*TÂCHES*:
(1) Selon l'extrait sur les jeunes prodiges du cyclisme, quels résultats Tadej Pogacar a-t-il obtenus sur la Vuelta ?
(2) Poursuivez l'extrait sur les jeunes prodiges du cyclisme à partir de sa dernière phrase.

*EXTRAIT FOURNI*:
Mis à jour 10/10/2019 à 10:13 GMT+2

DOSSIER JEUNES (2/3) - Les exploits de Bernal ou Evenepoel ne suffisent pas à banaliser l'exceptionnel : tirer le meilleur d'un jeune prometteur reste un exercice périlleux, entre développement physique et psychologique. Il existe plusieurs façons de favoriser l'épanouissement de ces stars en devenir. Des approches globales qui ne doivent pas faire fi des spécificités des champions en herbe.

Remco Evenepoel, vainqueur de la 2e étape du Tour de Belgique - 13/06/2019

Crédit: Getty Images

"Aux âmes bien nées, la valeur n’attend point le nombre des années". Rodrigue, dans Le Cid, de Pierre Corneille (1637). "Qu’Evenepoel soit si jeune n’est pas le plus important. Je roulais aussi fort à 19 ans qu’à 23 ans.” Roger De Vlaeminck, interrogé par Het Nieuwsblad (2019). À quatre siècles d’écart, le dramaturge français et le champion cycliste belge mettent leurs mots sur une réalité incarnée en 2019 par les prodiges venus imposer leur talent au peloton cycliste.
Ces derniers jours encore, Quinn Simmons, 18 ans, s’est engagé sur la même voie que celle empruntée par Remco Evenepoel il y a un an : direction le World Tour dans la foulée de son titre de champion du monde Junior (il rejoint la Trek-Segafredo de Mads Pedersen), plutôt que de faire des gammes imposées dans la classe Espoirs. Leur âge détonne dans les pelotons, mais à quoi bon attendre s’ils sont prêts ?
Les premiers tours de roue professionnels de Simmons, attendus dès janvier sur le Tour Down Under, montreront si l’Américain peut déjà affronter le monde des grands. Ou si son parcours viendra rappeler une autre réalité : le talent n’attend pas les années, certes, mais un jeune espoir n’a pas nécessairement toutes les clefs en main pour s’exprimer au milieu de ses aînés.
Simmons, Evenepoel, mais aussi Bernal, Pogacar ou Gaudu : tous les prodiges du moment restent de jeunes champions que leurs équipes s’efforcent de couver, avec la part d’incertitude que leur jeunesse amène dans l’équation.

Pogacar ne devait pas faire la Vuelta...

Pour commencer, tous les prodiges ne sont pas aussi pressés. Vainqueur du Tour de l’Avenir en 2018, néo-pro en 2019, Tadej Pogacar ne devait pas disputer son premier Grand Tour avant 2020. Immédiatement opérationnel au plus haut niveau, il s’est imposé dans l’équipe UAE pour la Vuelta, sur laquelle sa précocité a fait des merveilles (3e du général, trois étapes remportées). Le Slovène sera rejoint l’an prochain dans l’équipe émiratie par Brandon McNulty, son aîné de quelques mois, qui a préféré temporiser avant de rejoindre le World Tour, malgré différentes offres il y a un an, et notamment de la part d’UAE, déjà.

Données collectées
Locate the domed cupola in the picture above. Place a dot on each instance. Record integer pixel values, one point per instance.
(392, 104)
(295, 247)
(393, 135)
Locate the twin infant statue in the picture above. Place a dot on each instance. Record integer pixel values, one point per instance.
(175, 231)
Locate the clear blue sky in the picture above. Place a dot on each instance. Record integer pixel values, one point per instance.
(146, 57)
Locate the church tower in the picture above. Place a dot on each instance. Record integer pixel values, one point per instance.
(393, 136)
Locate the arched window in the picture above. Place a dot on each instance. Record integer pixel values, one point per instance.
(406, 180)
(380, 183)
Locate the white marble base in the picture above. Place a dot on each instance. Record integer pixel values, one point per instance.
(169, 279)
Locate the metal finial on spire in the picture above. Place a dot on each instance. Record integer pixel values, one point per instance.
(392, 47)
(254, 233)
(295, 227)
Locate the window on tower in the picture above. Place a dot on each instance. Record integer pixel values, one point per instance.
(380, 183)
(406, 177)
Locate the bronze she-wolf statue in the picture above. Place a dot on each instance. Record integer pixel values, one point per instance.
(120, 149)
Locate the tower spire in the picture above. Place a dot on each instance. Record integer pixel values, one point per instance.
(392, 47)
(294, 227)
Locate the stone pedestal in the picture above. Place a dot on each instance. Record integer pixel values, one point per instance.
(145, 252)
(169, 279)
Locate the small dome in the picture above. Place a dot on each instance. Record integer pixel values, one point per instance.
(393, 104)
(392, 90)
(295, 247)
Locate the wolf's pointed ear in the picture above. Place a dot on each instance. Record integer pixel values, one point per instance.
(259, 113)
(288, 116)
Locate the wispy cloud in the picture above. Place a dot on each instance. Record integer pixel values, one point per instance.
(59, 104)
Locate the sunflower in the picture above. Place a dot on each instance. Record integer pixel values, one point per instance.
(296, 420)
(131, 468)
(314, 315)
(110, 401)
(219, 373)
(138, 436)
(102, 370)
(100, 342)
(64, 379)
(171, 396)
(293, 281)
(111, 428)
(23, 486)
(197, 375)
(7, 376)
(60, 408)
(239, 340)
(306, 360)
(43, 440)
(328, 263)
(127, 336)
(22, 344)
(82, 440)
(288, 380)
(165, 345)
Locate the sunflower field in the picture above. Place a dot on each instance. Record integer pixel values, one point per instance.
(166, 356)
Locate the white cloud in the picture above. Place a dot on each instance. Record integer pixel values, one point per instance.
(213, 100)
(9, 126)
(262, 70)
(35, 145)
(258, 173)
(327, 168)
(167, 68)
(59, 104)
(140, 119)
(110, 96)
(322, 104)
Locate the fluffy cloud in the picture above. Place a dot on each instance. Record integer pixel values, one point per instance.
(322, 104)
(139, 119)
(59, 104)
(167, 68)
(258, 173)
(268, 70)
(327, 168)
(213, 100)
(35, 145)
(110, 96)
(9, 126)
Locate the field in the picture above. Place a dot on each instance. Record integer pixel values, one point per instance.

*RÉPONSES*:
(1) Il a terminé 3e du général et remporté trois étapes.

(2)
Quand tu as un jeune champion, tu ne lui dis pas qu'il doit gagner 10 courses
"J'essaye de ne pas aller trop vite", nous expliquait McNulty (21 ans) en début de saison. "Beaucoup de juniors américains ont montré qu'ils étaient très forts, sont partis directement en Europe, avec un gros programme, et ils se sont cramés. Je veux éviter ça." Le jeune Texan espère donner sa pleine mesure “à 25, 27 ou 30 ans”, des horizons qui semblent bien lointain pour Pogacar. Dans 10 ans, le Slovène se voit “peut-être avec une famille, dans un bel endroit tranquille”. Toujours dans le cyclisme ? “Je ne sais pas.”
Pogacar et McNulty, accompagnés par quelques autres grands espoirs (Philipsen, Bjerg, Ardila…), évolueront sous la direction de Joxean "Matxin" Fernandez, réputé pour son travail de détection et formation des jeunes talents du peloton mondial depuis les années 1990, qui définit son management par le "cariño", l'affection qu'il donne à ses espoirs : "Je crois en eux, mais je ne leur demande rien en retour. On leur demande simplement de profiter, d'avancer chaque jour avec confiance. Quand tu as un jeune champion qui peut être compétitif, tu ne lui dis pas qu'il doit gagner dix courses, ou même six, ou deux. Tu lui offres le cadre pour qu'il fasse les choses bien."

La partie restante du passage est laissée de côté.